# Request
Copy the part that opens with the line containing "Task: confirm every instance of the bicycle handlebar" and closes with the line containing "[[279, 358], [211, 335], [635, 364], [462, 399], [315, 415]]", changing each "handlebar" to "saddle" and leaving everything else the same.

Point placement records

— START —

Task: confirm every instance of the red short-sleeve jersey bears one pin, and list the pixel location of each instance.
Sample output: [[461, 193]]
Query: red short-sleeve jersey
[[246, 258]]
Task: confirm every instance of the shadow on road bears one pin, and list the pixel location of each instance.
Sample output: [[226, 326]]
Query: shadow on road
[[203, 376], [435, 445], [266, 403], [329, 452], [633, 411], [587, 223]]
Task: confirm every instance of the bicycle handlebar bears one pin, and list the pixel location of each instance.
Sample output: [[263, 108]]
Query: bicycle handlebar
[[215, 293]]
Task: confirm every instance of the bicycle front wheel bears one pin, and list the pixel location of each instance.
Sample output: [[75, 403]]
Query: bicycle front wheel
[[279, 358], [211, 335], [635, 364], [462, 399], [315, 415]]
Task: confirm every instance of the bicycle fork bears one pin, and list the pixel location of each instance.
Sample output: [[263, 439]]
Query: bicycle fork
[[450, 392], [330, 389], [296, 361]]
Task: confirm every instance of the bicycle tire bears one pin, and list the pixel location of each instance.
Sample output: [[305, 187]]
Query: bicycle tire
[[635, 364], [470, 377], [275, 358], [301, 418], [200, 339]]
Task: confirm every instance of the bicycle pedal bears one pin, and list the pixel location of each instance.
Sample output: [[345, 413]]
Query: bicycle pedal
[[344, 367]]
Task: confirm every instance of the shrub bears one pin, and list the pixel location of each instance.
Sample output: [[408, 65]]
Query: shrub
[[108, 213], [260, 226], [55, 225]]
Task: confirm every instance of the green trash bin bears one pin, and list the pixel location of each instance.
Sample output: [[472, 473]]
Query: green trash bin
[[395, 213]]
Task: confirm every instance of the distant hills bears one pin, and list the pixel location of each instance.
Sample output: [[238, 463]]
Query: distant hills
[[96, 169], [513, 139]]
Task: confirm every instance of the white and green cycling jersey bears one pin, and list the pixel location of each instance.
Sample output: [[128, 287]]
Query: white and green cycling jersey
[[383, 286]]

— END —

# Task result
Task: confirm every instance of the bicycle saddle bears one pin, and list the pixel location of each instance.
Sample output: [[263, 108]]
Query: bicycle saddle
[[215, 293]]
Task: confirm every instance of the bicycle front wheel bears one pin, and list the pixel location of each instance.
Sample output: [[75, 403]]
Query: bicycle front wheel
[[279, 358], [211, 335], [635, 364], [462, 399], [315, 415]]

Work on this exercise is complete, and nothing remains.